--- Extracted material ---

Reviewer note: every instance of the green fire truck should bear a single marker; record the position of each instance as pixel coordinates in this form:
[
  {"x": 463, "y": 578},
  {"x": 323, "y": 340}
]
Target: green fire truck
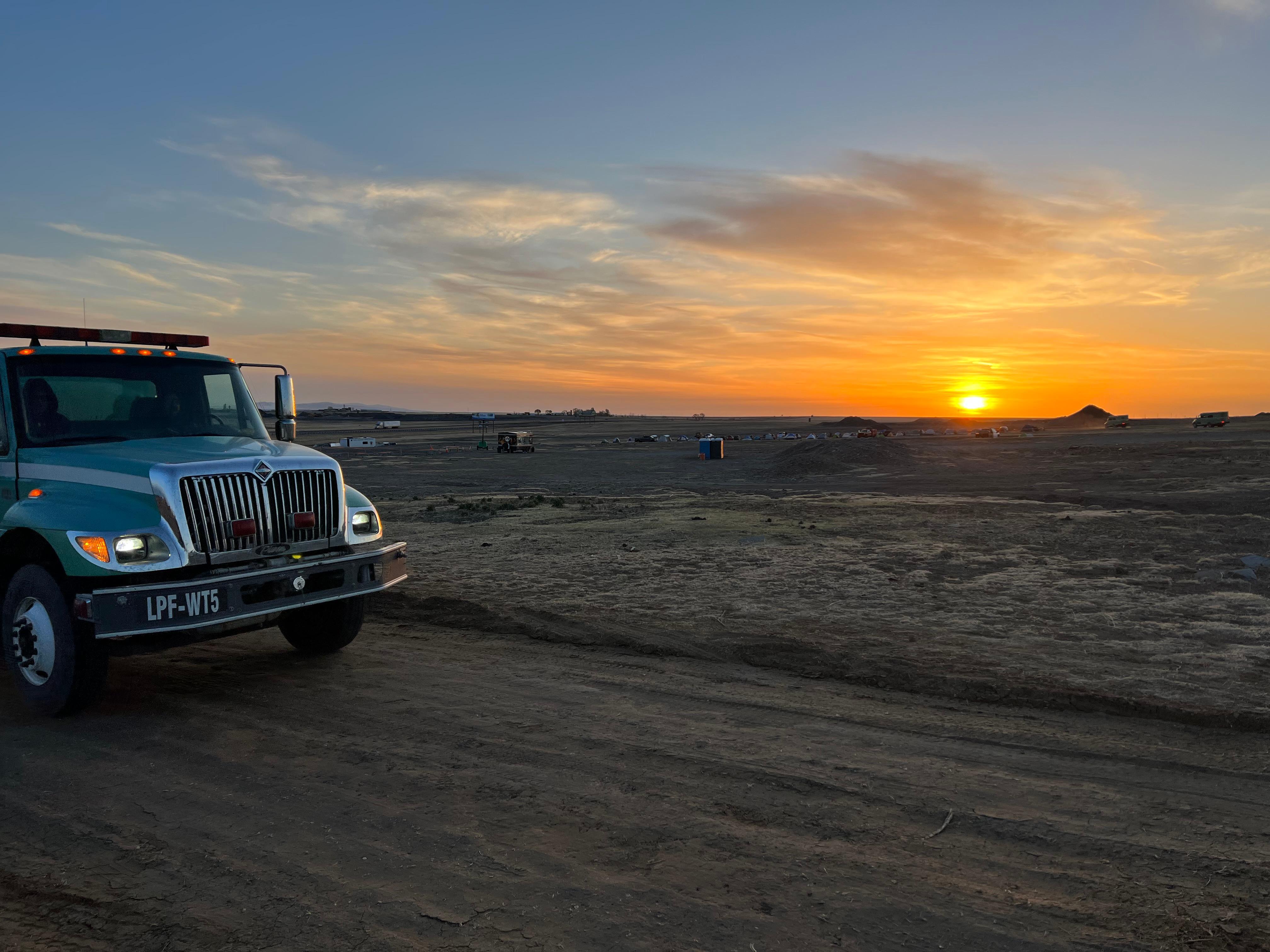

---

Pictures aside, every entry above must be repeated exactly.

Reviewer note: every instance of the green fire truck should bear a single marker; record the position of each instance as pixel coordinates in this form:
[
  {"x": 463, "y": 578},
  {"x": 323, "y": 340}
]
Target: green fire truck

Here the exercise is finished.